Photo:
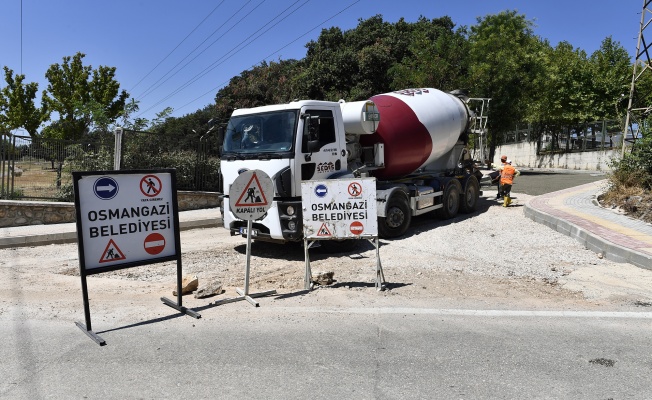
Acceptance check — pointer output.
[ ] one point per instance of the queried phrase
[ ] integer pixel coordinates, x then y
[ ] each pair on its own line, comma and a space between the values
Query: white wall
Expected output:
524, 154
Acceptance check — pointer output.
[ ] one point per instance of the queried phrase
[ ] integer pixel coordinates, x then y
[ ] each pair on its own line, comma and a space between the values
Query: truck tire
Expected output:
397, 218
450, 200
470, 194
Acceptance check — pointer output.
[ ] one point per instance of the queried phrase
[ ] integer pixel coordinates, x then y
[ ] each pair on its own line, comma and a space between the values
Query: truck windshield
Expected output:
261, 133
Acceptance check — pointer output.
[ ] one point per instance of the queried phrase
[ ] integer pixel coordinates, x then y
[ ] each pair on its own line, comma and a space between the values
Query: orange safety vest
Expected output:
507, 175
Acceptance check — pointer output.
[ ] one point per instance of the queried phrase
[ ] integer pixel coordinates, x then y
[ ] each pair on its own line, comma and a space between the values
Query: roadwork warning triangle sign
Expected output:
324, 231
112, 253
252, 195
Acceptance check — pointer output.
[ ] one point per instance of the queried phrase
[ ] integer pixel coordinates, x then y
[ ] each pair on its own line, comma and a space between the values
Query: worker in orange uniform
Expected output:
507, 175
495, 176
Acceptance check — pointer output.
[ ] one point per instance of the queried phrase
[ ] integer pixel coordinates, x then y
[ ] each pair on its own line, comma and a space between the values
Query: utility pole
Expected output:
642, 62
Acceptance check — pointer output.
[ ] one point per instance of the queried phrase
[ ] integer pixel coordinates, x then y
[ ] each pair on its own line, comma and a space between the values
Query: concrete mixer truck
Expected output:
412, 141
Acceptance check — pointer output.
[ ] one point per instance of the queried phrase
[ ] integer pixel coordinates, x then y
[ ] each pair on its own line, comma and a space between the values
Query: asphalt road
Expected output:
361, 353
278, 351
538, 182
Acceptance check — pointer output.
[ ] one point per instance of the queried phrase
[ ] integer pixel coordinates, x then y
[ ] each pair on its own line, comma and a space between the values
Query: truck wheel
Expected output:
450, 200
469, 199
397, 218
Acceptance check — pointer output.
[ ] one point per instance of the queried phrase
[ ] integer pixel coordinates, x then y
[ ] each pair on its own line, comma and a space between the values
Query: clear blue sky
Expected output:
208, 42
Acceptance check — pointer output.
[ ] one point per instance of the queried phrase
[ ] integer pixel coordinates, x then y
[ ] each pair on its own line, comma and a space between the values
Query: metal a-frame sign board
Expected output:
126, 219
250, 197
340, 209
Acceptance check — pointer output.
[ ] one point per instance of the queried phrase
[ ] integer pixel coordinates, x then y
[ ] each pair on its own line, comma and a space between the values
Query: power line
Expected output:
156, 84
176, 47
276, 52
231, 52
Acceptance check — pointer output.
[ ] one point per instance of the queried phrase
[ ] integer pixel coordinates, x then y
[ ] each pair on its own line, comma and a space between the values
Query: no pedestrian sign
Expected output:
125, 217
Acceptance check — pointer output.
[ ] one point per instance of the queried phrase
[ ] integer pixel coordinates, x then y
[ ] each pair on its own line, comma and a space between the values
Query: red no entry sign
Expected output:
----------------
» SHORT TASK
Reproduce each record above by retyping it exactly; omit all images.

» ANSWER FOR THE TASK
Photo:
Acceptance check — pointer output.
[ ] one point per instance of the queried phrase
[ ] integer pixel coordinates, x then y
[ ] each pair on its own line, comma and a space between the values
Query: white wall
Expected output:
524, 154
Acceptance check — pointer output.
[ ] one point per instance of the queried phrase
[ ] integer pixel coordinates, x then y
[ ] each pair on its own line, comma and a space between the values
Query: truck tire
Expected output:
397, 218
450, 200
470, 194
Acceptance check — pointer output.
[ ] one point per instance of the queried phrase
[ ] integer pixel coordinates, x then y
[ ] each pair on its own line, comma and a space between the values
Query: truck windshield
Expected output:
261, 133
Acceptance check — pointer output.
[ ] one point per instance of the queried phrase
[ ] integer pixel coordinates, x then y
[ ] each pair on its own line, comma and a space between the values
Query: orange safety vest
Expected output:
507, 175
Acceptance check — pointer output.
[ ] one point per instance of the queried phrase
[ ] integer pixel coordinates, x then y
[ ] each pair on its own line, comma and a space between the values
Query: roadwork warning triangle sign
Expected output:
324, 231
112, 253
252, 195
Acceptance check — pointer output.
[ ] one point per instance of the queried phrase
[ ] integer pixel coordinates, x then y
[ ] each pair on its own line, comma and a space between the values
Query: worker in orange uniform
Expected output:
507, 175
495, 176
Acceptance check — pointer output.
[ ] one point per instance of the queried phrase
[ ] integer pixel coordinates, x then y
[ ] each pair on its own line, comma and a space between the values
Query: utility pole
Expected output:
642, 62
Acceptance check — pointer output.
[ ] one point per instance of the queried phrase
[ ] integer pixel coordinates, x then y
[ ] each pair on its own line, comma and a space between the values
Query: concrete mixer truck
Expected output:
412, 141
Acceptance check — pointer output.
[ ] one point per instance of the queried phrase
[ ] integer pixel coordinates, x then y
[ ] each pair on its own line, comma and a space between the values
Query: asphalt road
Expected output:
361, 353
278, 351
538, 182
Acceptance check — pointer output.
[ ] one point per instance of the queried phrase
[ ] integer pixel coordinates, x then y
[ ] each pair on its own line, comma and a space between the values
Query: truck wheel
Expected output:
450, 200
469, 199
397, 218
Acceptance check — pointer output.
[ ] one point per instance of the queried phrase
[ ] integer pixel coordinates, x then y
[ ] each pair on its own line, comma and a space between the values
Query: clear blue sky
Expected output:
208, 42
Acceptance check — pointer output.
[ ] one point per instance of the queried phrase
[ ] integer pixel coordinates, x then y
[ ] each pair on its own line, comma and a space between the values
Query: metal a-frame sign board
Expected output:
126, 219
250, 197
340, 209
Acceptance check — pointer output.
[ ] one point per instance of the queried phrase
[ ] integer pixel coordinates, x then y
[ ] each pair on its own line, comma and a space between the values
Query: power line
Expected output:
156, 84
176, 47
276, 52
231, 52
Acceptance check — pointer output.
[ ] one point per instance of the queried phrase
[ ] integer pixel coordinates, x then y
[ ] each pair on its own line, comma and a space between the values
Query: no pedestrian sign
Expected output:
125, 217
Acceptance check — pointer output.
[ ] one point per instance of the queried phrase
[ ] integer pixel coordinates, x then y
[ ] each pair on its own line, comma and a space between the values
Query: red no entry sign
Expected output:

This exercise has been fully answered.